§ SELECTED EXTRACT
==============================

Very early this morning, the U.S. Senate voted 60-40 to end debate on the Democrats' health-care-reform bill, setting the stage for a final vote later this week. No Republicans voted for the bill, which New York
magazine, among many outlets, predicts will pass before Christmas Eve.
But just because the Dems and two independents are lined up for the legislation doesn't mean it satisfies all lawmakers. The leaders of the Congressional Pro-Choice Caucus, including Denver Representative Diana DeGette, voiced "serious reservations" with the bill's abortion provision over the weekend.
"This provision is not only offensive to people who believe in choice, but it is also possibly unconstitutional," say DeGette and caucus co-chair Louise M. Slaughter (via The Hill
). "As we have maintained throughout this process, health-care reform should not be misused to take away access to health care."

==============================

§ TASK OBJECTIVE
Copy the part of the Senate health-care article that opens with "But just because" and closes with "over the weekend.", swapping "lawmakers" for "legislators".

Referring expression data:
==============================

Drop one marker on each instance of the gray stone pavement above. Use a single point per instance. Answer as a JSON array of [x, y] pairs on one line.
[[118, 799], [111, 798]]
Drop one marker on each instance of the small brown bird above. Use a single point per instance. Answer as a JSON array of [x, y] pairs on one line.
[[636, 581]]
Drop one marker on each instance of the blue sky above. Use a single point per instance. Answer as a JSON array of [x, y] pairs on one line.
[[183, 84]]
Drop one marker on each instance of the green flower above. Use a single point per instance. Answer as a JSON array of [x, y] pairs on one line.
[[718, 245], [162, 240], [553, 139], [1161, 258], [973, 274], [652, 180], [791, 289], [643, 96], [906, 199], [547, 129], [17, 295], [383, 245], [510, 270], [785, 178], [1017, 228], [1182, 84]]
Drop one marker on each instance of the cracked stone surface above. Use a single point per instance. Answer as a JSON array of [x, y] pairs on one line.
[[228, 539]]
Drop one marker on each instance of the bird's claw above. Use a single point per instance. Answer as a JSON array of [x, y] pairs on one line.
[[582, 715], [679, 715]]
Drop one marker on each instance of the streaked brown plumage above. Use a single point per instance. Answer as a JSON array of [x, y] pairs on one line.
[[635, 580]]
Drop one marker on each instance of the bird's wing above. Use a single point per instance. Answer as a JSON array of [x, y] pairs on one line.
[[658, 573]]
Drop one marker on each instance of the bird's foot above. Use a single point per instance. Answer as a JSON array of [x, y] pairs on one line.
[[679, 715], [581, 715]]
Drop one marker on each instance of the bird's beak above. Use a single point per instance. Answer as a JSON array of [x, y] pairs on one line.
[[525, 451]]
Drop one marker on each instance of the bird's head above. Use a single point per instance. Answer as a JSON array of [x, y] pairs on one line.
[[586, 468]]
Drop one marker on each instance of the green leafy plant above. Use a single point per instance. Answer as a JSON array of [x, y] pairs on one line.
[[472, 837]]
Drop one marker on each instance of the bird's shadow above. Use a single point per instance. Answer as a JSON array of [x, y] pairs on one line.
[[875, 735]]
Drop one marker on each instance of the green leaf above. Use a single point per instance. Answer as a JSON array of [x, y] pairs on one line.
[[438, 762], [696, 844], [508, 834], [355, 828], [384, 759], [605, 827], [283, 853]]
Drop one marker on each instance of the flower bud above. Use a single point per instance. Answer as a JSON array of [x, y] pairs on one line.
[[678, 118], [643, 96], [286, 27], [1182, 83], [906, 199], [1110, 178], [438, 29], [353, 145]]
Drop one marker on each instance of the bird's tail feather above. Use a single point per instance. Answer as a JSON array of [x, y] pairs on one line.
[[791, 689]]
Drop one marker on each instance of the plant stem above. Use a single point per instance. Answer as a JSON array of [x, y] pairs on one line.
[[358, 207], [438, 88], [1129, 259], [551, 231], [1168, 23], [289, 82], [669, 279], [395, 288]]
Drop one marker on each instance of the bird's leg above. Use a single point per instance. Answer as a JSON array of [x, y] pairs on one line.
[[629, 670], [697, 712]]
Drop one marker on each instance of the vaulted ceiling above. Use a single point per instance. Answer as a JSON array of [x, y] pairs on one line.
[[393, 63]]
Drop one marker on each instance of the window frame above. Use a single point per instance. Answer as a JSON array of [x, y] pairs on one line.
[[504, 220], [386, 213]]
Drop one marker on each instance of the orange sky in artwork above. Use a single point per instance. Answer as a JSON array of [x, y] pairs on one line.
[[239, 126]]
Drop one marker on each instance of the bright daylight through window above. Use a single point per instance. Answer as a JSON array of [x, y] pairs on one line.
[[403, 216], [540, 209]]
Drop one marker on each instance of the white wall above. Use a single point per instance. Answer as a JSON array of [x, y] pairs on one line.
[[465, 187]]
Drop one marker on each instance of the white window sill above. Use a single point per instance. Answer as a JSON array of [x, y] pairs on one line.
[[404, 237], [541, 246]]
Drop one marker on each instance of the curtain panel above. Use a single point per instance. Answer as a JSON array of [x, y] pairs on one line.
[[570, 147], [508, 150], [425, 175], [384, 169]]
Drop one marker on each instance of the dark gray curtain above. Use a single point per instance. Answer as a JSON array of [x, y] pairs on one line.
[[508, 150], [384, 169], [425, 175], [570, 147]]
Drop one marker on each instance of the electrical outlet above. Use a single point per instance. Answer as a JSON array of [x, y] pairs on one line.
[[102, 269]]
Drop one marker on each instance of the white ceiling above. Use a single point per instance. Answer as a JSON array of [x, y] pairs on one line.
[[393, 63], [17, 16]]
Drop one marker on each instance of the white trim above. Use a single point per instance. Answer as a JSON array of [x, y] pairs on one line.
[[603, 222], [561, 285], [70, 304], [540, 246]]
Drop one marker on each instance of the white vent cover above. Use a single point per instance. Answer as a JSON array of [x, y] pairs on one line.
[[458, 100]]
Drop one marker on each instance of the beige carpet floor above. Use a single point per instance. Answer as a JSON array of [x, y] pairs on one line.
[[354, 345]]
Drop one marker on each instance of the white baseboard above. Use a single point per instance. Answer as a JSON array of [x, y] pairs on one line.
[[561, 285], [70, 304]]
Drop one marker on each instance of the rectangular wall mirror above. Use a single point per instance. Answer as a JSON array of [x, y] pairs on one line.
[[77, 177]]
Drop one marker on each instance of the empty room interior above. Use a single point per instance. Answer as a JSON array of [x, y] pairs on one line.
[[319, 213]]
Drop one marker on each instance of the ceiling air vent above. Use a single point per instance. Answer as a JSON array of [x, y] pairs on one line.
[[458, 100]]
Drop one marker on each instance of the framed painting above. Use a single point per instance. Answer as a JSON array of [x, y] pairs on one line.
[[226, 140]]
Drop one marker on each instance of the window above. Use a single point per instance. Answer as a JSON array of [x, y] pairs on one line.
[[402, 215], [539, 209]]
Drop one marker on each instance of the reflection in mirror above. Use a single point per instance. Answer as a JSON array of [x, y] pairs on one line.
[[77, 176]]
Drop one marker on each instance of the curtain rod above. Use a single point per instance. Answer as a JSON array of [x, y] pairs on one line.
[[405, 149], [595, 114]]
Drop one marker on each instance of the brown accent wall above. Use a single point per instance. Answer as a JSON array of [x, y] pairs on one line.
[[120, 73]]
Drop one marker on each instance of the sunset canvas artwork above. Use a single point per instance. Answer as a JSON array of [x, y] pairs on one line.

==============================

§ TASK ANSWER
But just because the Dems and two independents are lined up for the legislation doesn't mean it satisfies all legislators. The leaders of the Congressional Pro-Choice Caucus, including Denver Representative Diana DeGette, voiced "serious reservations" with the bill's abortion provision over the weekend.